[BC] Our Wild TECH Youth - more memories

WFIFeng@aol.com WFIFeng
Mon Jul 11 10:14:04 CDT 2005


In a message dated 07/11/2005 7:29:03 AM Eastern Daylight Time, 
clewis at sto.ibb.gov writes:

>         Those kids at the school for the blind were incredible.  They
>          always amazed me.  I have stories about that too.

I have a friend who is legally blind. He's probably forgotten more about 
computers than I've learned! The guy is truly amazing. Does it all via a Braille 
display and text-to-speech that sounds like an auctioneer on speed! ;) He's my 
go-to guy whenever I have a computer problem. Sharp as a tack.

He also ran a rather powerful AM station from his apartment in upstate NY 
some years ago. Uncle Charlie showed up, and since he was blind, they only gave 
him a stern warning, and that was all. He promptly dismantled it and that was 
the end.

>          A couple of years later,I built a little more sophisticated
>          carrier current transmitter with crystal control that used two
>          crystals, a story in itself,  and put it to more legitimate use
>          in my college dorm.   But that's another long story.

Ah-ha! :) Years back, when I was still living at home in Bridgeport, (1985-7) 
I wanted to be able to listen to CT's only Christian FM station, up in 
Middletown. Problem was, their signal was absolutely undetectable to any portables, 
not even my car radio could get it. I COULD pick it up with a 5-element FM 
yagi on the roof, tho! So that fed a Declo car radio, carefully aligned & peaked 
to their signal. That in turn fed my dual-crystal micro-power AM transmitter.

====

• [STATED GOAL 1] Show each line of the records below that contains the string "asphalt", matching its case exactly.

• [DATASET ENTRIES]
====

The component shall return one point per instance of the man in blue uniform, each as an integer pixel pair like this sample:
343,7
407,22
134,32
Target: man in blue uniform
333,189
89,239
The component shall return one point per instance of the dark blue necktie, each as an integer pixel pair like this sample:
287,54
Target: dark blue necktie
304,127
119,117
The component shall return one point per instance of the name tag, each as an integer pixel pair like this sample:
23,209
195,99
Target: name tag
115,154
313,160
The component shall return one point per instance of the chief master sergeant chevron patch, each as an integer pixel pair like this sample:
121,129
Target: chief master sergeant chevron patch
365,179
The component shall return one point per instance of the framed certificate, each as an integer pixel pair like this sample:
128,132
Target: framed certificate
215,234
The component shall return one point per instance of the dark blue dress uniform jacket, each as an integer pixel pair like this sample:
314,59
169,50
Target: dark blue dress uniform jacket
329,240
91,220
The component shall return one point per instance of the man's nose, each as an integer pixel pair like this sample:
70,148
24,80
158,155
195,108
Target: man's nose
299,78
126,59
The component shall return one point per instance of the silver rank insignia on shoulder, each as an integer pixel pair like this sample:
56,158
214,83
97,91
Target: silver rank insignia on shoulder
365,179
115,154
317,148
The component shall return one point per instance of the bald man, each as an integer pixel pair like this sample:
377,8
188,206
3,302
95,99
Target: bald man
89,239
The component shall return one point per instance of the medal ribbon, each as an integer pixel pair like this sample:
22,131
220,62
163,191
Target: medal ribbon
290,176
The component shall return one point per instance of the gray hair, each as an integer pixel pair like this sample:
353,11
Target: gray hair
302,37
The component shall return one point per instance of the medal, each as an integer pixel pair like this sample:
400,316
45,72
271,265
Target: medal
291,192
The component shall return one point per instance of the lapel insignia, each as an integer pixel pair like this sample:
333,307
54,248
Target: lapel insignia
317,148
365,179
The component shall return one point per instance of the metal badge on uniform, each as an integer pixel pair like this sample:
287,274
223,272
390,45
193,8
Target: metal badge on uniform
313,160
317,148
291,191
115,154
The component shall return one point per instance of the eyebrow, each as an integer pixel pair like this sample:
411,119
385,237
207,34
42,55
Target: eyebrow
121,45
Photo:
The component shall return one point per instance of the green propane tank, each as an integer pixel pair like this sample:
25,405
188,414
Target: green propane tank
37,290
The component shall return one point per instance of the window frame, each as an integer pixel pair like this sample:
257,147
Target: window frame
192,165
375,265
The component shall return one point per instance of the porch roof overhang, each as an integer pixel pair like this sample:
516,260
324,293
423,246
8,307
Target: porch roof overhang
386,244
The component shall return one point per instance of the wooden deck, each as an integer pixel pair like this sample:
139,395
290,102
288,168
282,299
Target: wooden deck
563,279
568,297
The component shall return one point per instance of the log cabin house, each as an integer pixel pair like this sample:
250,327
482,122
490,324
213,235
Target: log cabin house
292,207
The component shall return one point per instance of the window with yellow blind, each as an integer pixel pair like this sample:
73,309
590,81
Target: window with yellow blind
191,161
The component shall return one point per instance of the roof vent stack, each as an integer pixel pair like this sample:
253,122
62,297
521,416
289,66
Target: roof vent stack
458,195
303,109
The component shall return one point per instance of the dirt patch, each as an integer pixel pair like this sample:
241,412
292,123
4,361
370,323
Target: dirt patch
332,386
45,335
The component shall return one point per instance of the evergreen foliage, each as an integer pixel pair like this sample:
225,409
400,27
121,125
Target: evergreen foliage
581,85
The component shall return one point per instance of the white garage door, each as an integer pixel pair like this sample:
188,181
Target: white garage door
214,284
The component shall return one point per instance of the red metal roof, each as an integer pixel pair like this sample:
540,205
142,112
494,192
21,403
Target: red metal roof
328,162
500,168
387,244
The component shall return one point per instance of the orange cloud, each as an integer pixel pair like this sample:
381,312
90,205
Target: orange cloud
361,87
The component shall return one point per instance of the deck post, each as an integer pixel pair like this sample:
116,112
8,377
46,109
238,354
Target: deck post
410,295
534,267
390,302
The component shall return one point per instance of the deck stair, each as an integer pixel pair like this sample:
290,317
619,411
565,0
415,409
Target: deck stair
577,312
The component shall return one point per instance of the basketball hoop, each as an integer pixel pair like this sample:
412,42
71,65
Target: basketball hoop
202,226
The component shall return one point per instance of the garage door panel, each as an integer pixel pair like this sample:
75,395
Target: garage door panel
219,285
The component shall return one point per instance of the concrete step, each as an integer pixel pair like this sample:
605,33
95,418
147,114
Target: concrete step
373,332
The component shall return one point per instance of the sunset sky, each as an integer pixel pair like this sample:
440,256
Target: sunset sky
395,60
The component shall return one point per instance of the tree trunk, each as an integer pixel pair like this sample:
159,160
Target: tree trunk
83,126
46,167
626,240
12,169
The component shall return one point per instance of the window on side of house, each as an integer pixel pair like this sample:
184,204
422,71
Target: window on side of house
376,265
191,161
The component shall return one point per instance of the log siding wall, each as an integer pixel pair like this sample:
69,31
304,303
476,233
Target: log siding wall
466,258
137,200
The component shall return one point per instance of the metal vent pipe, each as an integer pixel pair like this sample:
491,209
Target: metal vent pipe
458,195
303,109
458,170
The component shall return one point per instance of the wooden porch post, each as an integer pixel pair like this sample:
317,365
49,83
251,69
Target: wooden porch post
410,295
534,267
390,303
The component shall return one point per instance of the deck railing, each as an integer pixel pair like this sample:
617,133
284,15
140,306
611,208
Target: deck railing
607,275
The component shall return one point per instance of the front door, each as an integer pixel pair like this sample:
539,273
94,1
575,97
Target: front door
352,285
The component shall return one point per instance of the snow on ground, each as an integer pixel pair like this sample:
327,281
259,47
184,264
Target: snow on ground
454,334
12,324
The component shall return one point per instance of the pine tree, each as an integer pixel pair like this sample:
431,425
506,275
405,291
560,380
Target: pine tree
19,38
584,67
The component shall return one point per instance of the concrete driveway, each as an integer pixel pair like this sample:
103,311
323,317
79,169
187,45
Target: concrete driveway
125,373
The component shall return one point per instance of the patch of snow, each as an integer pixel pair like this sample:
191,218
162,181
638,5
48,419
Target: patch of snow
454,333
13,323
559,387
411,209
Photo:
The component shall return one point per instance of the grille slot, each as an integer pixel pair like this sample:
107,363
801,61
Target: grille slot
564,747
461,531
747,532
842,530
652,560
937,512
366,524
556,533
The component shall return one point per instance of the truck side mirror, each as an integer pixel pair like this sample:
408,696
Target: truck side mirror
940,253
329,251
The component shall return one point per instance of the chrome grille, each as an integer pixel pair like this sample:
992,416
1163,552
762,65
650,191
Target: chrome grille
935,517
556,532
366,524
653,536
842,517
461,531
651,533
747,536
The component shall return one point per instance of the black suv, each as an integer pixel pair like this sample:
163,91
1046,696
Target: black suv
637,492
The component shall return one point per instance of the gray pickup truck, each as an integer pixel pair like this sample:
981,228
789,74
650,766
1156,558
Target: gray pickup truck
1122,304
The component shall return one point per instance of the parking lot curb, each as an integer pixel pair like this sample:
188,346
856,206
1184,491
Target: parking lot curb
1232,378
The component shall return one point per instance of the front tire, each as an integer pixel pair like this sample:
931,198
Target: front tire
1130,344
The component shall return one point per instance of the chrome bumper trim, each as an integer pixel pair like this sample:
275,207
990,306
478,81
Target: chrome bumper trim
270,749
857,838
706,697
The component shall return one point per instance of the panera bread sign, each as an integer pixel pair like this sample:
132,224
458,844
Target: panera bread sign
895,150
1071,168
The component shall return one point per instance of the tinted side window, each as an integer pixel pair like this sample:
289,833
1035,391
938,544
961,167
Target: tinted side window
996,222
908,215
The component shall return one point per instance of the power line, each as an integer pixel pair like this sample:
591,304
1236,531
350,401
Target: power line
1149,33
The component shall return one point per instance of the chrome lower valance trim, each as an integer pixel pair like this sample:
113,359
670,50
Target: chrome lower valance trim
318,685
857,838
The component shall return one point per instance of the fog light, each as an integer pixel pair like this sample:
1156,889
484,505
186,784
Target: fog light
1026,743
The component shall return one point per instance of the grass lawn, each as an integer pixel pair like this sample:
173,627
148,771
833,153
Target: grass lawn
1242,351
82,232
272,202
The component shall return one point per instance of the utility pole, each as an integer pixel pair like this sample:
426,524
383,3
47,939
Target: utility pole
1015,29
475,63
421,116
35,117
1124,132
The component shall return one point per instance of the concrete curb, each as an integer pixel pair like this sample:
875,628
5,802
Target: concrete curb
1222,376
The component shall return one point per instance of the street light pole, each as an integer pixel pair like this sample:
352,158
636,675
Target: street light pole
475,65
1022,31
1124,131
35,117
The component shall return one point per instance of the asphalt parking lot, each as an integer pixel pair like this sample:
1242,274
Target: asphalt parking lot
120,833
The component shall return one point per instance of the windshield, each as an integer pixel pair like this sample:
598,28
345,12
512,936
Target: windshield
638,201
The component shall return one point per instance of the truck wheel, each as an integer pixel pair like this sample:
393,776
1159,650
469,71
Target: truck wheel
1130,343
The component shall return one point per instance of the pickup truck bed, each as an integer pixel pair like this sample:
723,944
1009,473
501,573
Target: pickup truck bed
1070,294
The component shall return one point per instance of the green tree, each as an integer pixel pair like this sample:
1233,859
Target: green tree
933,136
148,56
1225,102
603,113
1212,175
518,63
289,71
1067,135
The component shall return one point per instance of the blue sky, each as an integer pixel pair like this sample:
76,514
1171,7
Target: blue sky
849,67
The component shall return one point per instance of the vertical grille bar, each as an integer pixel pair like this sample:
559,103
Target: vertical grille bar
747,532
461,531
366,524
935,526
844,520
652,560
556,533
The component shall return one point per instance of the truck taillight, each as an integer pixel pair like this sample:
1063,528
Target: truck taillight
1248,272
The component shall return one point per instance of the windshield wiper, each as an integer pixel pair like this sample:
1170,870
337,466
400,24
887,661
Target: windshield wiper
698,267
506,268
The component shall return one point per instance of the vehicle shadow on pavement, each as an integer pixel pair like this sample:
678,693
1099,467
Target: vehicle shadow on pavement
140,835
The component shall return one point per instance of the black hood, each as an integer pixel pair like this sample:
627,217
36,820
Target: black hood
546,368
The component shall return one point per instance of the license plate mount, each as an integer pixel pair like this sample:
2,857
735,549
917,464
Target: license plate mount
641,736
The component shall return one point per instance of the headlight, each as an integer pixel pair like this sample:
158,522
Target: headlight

====

• [STATED GOAL 2] According to the post about tech memories, what was on the roof that let the writer pick up the Christian FM station in Middletown?

• [SOLUTION 1]
The component shall return one point per instance of the asphalt parking lot, each as an integer pixel pair like this sample:
Target: asphalt parking lot

• [SOLUTION 2] A 5-element FM yagi.